■ Aim of the exercise:
Each entry in the material below should be copied without any alteration.

■ Supplied material:
+-------+

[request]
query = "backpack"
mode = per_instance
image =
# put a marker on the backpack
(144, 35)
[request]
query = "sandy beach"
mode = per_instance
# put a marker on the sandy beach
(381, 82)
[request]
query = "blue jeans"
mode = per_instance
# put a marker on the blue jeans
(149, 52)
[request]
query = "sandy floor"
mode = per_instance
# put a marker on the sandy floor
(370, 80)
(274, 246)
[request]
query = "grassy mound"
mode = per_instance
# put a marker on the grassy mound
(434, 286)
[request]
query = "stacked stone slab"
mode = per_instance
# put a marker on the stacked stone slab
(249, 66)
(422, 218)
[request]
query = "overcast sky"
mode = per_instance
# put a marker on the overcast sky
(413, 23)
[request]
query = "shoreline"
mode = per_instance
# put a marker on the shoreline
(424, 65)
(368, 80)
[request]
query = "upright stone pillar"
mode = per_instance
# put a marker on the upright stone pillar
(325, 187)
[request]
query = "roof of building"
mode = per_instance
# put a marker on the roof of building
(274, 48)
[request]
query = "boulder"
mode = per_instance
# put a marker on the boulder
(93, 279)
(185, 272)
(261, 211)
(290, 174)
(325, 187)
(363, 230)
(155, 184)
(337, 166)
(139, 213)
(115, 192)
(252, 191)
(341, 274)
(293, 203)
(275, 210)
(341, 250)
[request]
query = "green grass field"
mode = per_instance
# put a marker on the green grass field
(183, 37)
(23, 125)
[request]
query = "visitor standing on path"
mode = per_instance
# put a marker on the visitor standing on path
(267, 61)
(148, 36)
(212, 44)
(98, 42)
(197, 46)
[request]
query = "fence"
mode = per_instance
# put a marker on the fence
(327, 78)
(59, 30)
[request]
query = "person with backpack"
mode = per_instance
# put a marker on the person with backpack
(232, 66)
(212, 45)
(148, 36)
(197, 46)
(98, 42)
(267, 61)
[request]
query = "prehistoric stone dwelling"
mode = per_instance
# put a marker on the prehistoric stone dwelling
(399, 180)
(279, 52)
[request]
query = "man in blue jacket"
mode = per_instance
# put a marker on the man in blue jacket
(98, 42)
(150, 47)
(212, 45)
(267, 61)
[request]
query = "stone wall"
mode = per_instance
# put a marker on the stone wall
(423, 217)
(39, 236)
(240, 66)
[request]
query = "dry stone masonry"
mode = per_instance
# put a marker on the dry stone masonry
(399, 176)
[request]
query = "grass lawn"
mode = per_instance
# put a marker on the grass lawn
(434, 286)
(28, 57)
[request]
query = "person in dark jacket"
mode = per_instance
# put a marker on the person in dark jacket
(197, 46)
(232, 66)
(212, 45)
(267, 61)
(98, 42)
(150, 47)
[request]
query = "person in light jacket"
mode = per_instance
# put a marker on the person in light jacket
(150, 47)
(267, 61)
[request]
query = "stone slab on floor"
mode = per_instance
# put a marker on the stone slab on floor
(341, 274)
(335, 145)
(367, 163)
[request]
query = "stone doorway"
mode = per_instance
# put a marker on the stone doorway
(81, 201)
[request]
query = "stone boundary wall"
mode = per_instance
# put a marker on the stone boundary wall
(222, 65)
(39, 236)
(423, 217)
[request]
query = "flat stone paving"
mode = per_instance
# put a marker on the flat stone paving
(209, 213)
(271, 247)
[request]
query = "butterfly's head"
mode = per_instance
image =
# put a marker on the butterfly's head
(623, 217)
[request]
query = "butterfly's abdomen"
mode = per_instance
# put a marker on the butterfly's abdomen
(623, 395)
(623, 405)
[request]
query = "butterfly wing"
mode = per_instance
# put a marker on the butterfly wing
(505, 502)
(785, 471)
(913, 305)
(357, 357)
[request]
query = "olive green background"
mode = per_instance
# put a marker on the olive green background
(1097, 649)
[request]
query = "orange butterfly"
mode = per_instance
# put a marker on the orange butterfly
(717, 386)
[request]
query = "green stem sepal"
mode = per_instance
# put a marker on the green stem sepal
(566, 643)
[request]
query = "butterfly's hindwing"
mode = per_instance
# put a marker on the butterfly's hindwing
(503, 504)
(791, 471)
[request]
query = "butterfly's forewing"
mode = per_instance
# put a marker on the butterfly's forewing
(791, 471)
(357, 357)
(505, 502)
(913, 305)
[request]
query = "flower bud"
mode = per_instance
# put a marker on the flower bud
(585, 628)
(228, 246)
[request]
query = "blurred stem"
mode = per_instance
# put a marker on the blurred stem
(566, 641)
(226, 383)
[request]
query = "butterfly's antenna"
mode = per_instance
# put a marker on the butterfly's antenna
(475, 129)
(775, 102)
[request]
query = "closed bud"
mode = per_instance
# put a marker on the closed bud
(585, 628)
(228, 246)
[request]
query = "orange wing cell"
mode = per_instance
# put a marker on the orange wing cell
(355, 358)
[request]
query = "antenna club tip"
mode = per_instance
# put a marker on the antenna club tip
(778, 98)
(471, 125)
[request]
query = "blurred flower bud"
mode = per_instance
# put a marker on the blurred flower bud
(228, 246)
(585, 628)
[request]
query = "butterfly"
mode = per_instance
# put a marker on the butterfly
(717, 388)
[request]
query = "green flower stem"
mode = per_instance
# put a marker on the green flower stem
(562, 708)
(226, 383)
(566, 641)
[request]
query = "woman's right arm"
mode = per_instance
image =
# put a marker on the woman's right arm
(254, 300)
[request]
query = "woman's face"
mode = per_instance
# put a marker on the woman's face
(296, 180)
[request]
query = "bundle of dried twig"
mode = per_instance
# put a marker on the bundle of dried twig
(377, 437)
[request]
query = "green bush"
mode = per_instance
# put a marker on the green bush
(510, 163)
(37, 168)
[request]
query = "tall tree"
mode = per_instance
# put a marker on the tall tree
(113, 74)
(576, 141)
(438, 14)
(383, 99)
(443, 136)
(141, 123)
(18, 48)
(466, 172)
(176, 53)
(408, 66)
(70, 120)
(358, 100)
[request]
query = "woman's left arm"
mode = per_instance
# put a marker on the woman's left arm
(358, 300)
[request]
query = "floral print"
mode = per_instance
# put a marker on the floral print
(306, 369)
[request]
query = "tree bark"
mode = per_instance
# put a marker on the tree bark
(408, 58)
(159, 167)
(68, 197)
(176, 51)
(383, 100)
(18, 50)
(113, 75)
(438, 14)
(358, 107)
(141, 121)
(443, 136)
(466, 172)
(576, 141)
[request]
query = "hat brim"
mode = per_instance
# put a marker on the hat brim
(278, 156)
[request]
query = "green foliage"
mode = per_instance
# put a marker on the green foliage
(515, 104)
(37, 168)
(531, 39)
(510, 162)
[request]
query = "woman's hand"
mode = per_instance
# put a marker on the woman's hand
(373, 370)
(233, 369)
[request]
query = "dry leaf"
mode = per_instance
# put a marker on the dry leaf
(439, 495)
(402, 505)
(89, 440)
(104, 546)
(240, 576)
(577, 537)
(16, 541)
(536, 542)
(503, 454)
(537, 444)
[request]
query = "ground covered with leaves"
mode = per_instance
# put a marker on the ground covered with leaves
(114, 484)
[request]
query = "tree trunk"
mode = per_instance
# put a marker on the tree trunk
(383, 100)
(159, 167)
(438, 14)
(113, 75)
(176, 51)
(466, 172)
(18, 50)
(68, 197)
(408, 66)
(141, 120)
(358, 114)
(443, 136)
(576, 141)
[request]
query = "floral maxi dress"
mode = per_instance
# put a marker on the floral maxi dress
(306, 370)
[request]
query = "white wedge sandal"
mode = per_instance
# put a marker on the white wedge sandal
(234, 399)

+-------+

■ Result:
[request]
query = "backpack"
mode = per_instance
image =
# put a marker on the backpack
(144, 35)
[request]
query = "sandy beach"
mode = per_instance
# put a marker on the sandy beach
(381, 82)
[request]
query = "blue jeans"
mode = per_instance
# put a marker on the blue jeans
(149, 52)
[request]
query = "sandy floor"
mode = per_instance
# put a marker on the sandy floor
(370, 80)
(274, 246)
[request]
query = "grassy mound"
mode = per_instance
# put a marker on the grassy mound
(434, 286)
[request]
query = "stacked stone slab"
mode = per_instance
# put a marker on the stacked stone slab
(249, 66)
(422, 218)
[request]
query = "overcast sky"
mode = per_instance
# put a marker on the overcast sky
(413, 23)
[request]
query = "shoreline"
mode = per_instance
# put a marker on the shoreline
(424, 65)
(368, 80)
[request]
query = "upright stone pillar"
mode = per_instance
# put a marker on the upright stone pillar
(325, 187)
[request]
query = "roof of building"
mode = per_instance
# put a marker on the roof of building
(274, 48)
[request]
query = "boulder"
mode = per_instance
# put a marker on the boulder
(93, 279)
(185, 272)
(261, 211)
(290, 174)
(325, 187)
(363, 230)
(155, 184)
(337, 166)
(139, 213)
(115, 192)
(252, 191)
(341, 274)
(293, 203)
(275, 210)
(341, 250)
[request]
query = "green grass field"
mode = per_instance
# put a marker on the green grass field
(183, 37)
(23, 125)
[request]
query = "visitor standing on path"
mode = per_instance
# put a marker on the visitor standing on path
(267, 61)
(148, 36)
(212, 44)
(98, 42)
(197, 46)
[request]
query = "fence"
mode = per_instance
# put a marker on the fence
(327, 78)
(59, 30)
[request]
query = "person with backpack"
mode = per_instance
# put a marker on the person with backpack
(232, 66)
(212, 45)
(148, 36)
(197, 46)
(98, 42)
(267, 61)
[request]
query = "prehistoric stone dwelling"
mode = per_instance
# put a marker on the prehistoric stone dwelling
(399, 180)
(279, 52)
[request]
query = "man in blue jacket"
mode = per_instance
# put a marker on the man in blue jacket
(98, 42)
(150, 47)
(212, 45)
(267, 61)
[request]
query = "stone wall"
mode = per_instance
# put a marker on the stone wall
(423, 217)
(39, 236)
(240, 66)
[request]
query = "dry stone masonry"
mode = per_instance
# put a marker on the dry stone masonry
(399, 176)
[request]
query = "grass lawn"
mode = per_instance
# put a marker on the grass lawn
(434, 286)
(28, 57)
[request]
query = "person in dark jacket"
mode = per_instance
# put a marker on the person in dark jacket
(197, 46)
(232, 66)
(212, 45)
(267, 61)
(98, 42)
(150, 47)
[request]
query = "person in light jacket"
mode = per_instance
# put a marker on the person in light jacket
(150, 47)
(267, 61)
[request]
query = "stone slab on floor"
mode = per_instance
# put a marker on the stone slab on floor
(341, 274)
(335, 145)
(367, 163)
[request]
query = "stone doorway"
mode = per_instance
# put a marker on the stone doorway
(81, 201)
[request]
query = "stone boundary wall"
mode = per_instance
# put a marker on the stone boundary wall
(222, 65)
(39, 236)
(423, 217)
[request]
query = "flat stone paving"
mode = per_instance
# put a marker on the flat stone paving
(209, 213)
(271, 247)
[request]
query = "butterfly's head"
mode = per_instance
image =
# put a marker on the butterfly's head
(623, 217)
[request]
query = "butterfly's abdomen"
mode = per_instance
# put a marker on the butterfly's abdomen
(623, 395)
(623, 405)
[request]
query = "butterfly wing"
mode = per_instance
# put a marker on the butterfly wing
(505, 502)
(785, 471)
(913, 305)
(357, 357)
[request]
query = "olive green background"
mode = per_instance
# put a marker on the olive green background
(1097, 649)
[request]
query = "orange butterfly"
mode = per_instance
# put a marker on the orange butterfly
(717, 386)
[request]
query = "green stem sepal"
mode = per_instance
# put a marker on the green stem sepal
(566, 643)
[request]
query = "butterfly's hindwing"
mode = per_instance
# put a marker on the butterfly's hindwing
(503, 504)
(791, 471)
[request]
query = "butterfly's forewing"
mode = per_instance
# put a marker on the butterfly's forewing
(791, 471)
(357, 357)
(505, 502)
(913, 305)
[request]
query = "flower bud"
mode = per_instance
# put a marker on the flower bud
(585, 628)
(228, 246)
[request]
query = "blurred stem"
mode = per_instance
# put a marker on the blurred stem
(566, 641)
(226, 383)
[request]
query = "butterfly's antenna"
mode = per_instance
# put a marker on the butterfly's antenna
(475, 129)
(775, 102)
[request]
query = "closed bud"
mode = per_instance
# put a marker on the closed bud
(585, 628)
(228, 246)
[request]
query = "orange wing cell"
mode = per_instance
# put a marker on the orange wing cell
(355, 358)
[request]
query = "antenna club tip"
mode = per_instance
# put a marker on the antenna club tip
(778, 98)
(471, 125)
[request]
query = "blurred flower bud"
mode = per_instance
# put a marker on the blurred flower bud
(228, 246)
(585, 628)
[request]
query = "butterfly"
mode = per_instance
# put a marker on the butterfly
(717, 388)
[request]
query = "green flower stem"
mode = per_instance
# put a marker on the green flower stem
(562, 708)
(226, 383)
(566, 641)
[request]
query = "woman's right arm"
mode = per_instance
image =
# put a marker on the woman's right arm
(254, 300)
[request]
query = "woman's face"
mode = per_instance
# put a marker on the woman's face
(296, 180)
[request]
query = "bundle of dried twig"
mode = per_instance
# put a marker on the bundle of dried twig
(377, 437)
[request]
query = "green bush"
mode = per_instance
# put a marker on the green bush
(510, 163)
(37, 168)
[request]
query = "tall tree"
mode = per_instance
# put a marker on the tall tree
(113, 74)
(576, 141)
(438, 14)
(383, 99)
(443, 136)
(141, 123)
(18, 48)
(466, 172)
(176, 53)
(408, 66)
(70, 120)
(358, 100)
[request]
query = "woman's left arm"
mode = per_instance
# put a marker on the woman's left arm
(358, 300)
[request]
query = "floral print"
mode = per_instance
# put a marker on the floral print
(306, 369)
[request]
query = "tree bark"
mode = per_instance
# put a marker on the tree bark
(408, 58)
(159, 167)
(68, 197)
(176, 51)
(383, 100)
(18, 50)
(113, 75)
(438, 14)
(358, 107)
(141, 121)
(443, 136)
(466, 172)
(576, 141)
[request]
query = "hat brim"
mode = per_instance
# put a marker on the hat brim
(278, 156)
[request]
query = "green foliage"
mode = per_instance
# put a marker on the green foliage
(515, 104)
(37, 168)
(531, 39)
(510, 162)
[request]
query = "woman's hand"
mode = per_instance
# put a marker on the woman's hand
(373, 370)
(233, 369)
[request]
query = "dry leaf"
mode = per_instance
# put a marker on the dry leaf
(439, 495)
(402, 505)
(89, 440)
(104, 546)
(240, 576)
(577, 537)
(16, 541)
(536, 542)
(503, 454)
(537, 444)
[request]
query = "ground covered with leaves"
mode = per_instance
# put a marker on the ground covered with leaves
(114, 484)
[request]
query = "tree trunk"
mode = per_instance
# put a marker on the tree trunk
(383, 100)
(159, 167)
(438, 14)
(113, 75)
(176, 51)
(466, 172)
(18, 50)
(68, 197)
(408, 66)
(141, 120)
(358, 114)
(443, 136)
(576, 141)
[request]
query = "floral maxi dress"
mode = per_instance
# put a marker on the floral maxi dress
(306, 370)
[request]
query = "white wedge sandal"
mode = per_instance
# put a marker on the white wedge sandal
(234, 399)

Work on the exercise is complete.